■ Text
Dengue virus (DENV) infection can manifest as dengue fever (DF) or dengue hemorrhagic fever (DHF), although DHF often becomes clinically apparent around defervescence. How complement components and other immune responses evolve over the course of illness from the febrile to recovery phase remains incompletely defined. This study characterized circulating complement activation and immune mediators in DF and DHF using paired febrile and early-recovery samples.

Methods

We conducted a multicenter prospective cohort study at five hospitals in Indonesia between November 2024 and October 2025. Patients with laboratory-confirmed dengue were classified as DF or DHF. Plasma concentrations of PTX3, C5a, IL-6, IL-10, IL-8, and CXCL10 were quantified in paired febrile and early recovery phase samples. Between-group differences, within-patient changes between the two time points, and correlations among immune mediators were assessed using appropriate statistical methods.

Results

We included 110 confirmed dengue cases in the analysis. PTX3 and IL-10 levels were significantly higher in DHF than in DF during early recovery, whereas no mediator differed significantly between severity groups during the febrile phase. Across phases, C5a increased significantly from febrile to early recovery in DHF but not in DF, whereas PTX3 decreased significantly in DF but not in DHF. Correlations among mediators were generally weak to moderate, with a reproducible PTX3–IL-10–CXCL10 module observed across both phases.

■ Supplied information
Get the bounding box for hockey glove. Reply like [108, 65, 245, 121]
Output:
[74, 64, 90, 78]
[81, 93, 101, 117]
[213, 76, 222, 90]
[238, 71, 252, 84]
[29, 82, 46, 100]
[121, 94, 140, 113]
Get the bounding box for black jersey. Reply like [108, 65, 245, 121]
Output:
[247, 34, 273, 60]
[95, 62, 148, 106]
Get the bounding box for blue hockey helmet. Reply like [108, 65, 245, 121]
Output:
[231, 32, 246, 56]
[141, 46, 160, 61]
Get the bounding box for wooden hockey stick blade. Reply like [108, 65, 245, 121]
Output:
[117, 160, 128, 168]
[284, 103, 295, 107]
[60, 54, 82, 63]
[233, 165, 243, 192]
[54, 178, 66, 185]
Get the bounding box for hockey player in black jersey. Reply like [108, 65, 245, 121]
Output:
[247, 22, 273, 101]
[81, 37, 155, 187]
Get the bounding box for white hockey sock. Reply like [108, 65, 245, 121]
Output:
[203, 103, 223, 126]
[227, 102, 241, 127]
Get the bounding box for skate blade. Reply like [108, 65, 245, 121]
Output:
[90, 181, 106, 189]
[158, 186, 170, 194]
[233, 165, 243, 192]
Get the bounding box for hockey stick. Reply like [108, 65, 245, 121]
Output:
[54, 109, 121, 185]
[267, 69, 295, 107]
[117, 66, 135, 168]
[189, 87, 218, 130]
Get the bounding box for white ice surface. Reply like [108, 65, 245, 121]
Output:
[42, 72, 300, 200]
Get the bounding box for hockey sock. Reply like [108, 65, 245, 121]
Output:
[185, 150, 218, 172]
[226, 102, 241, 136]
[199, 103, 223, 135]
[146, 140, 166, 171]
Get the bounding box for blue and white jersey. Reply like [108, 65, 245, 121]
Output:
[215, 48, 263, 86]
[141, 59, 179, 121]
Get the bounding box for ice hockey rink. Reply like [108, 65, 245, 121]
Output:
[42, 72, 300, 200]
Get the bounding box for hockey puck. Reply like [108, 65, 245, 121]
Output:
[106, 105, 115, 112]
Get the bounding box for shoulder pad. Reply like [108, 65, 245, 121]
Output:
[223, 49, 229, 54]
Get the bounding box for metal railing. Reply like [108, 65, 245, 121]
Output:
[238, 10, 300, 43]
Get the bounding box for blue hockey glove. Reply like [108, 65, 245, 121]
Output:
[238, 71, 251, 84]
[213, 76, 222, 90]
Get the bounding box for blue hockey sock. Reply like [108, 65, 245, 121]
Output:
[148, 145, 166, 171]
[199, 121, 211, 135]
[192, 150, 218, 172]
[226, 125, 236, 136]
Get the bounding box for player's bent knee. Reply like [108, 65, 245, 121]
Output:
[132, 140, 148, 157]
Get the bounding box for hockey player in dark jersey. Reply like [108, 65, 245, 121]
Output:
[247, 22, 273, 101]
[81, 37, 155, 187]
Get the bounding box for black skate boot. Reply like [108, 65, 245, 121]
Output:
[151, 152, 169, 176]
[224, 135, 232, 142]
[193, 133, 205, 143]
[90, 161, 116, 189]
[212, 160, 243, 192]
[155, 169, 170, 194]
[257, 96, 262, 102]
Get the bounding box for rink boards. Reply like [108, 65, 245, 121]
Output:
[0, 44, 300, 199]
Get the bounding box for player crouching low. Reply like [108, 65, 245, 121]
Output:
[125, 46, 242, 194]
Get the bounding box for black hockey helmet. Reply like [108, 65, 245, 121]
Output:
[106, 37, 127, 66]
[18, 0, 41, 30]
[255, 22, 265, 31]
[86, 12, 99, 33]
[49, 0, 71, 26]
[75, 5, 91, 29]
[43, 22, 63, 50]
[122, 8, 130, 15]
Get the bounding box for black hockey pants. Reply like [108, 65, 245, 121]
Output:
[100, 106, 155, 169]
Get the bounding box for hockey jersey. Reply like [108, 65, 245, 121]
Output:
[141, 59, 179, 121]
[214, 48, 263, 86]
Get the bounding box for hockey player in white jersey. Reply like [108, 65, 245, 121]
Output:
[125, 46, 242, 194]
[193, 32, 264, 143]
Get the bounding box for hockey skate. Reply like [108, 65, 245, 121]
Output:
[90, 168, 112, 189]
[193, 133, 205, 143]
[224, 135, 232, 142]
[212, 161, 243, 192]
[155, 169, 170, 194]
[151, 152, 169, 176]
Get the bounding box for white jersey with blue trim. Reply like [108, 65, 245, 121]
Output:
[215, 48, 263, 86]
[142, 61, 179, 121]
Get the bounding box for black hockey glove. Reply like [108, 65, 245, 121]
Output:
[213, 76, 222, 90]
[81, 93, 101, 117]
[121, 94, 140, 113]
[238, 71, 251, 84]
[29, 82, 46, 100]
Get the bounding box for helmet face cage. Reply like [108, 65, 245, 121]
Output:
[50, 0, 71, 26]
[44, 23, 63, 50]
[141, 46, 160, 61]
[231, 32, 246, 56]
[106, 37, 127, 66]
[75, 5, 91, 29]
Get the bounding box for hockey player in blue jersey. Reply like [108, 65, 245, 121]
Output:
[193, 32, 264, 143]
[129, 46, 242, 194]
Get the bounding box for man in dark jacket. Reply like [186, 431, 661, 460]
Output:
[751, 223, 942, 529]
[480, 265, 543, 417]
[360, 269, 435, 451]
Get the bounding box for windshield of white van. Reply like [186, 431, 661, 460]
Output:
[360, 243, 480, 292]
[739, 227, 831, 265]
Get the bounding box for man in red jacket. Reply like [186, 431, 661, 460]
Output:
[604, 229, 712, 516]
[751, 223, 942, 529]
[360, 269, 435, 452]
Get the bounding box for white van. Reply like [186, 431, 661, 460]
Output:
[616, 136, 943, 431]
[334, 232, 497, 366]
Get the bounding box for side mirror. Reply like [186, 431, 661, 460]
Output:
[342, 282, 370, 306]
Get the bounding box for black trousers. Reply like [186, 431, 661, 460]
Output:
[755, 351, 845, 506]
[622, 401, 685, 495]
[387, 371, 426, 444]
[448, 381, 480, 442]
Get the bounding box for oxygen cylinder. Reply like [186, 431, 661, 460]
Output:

■ Activity
Decide whether each statement below agrees with the dengue study summary, answering yes or no and quoting the words of the summary that settle it. 1. During the febrile phase, PTX3 levels were significantly higher in DHF than in DF. 2. C5a rose significantly from the febrile to the early recovery phase in patients with DHF. 3. The study was carried out at five hospitals in Indonesia.

■ Solution to this problem
1. No: "no mediator differed significantly between severity groups during the febrile phase"
2. Yes: "C5a increased significantly from febrile to early recovery in DHF but not in DF"
3. Yes: "We conducted a multicenter prospective cohort study at five hospitals in Indonesia"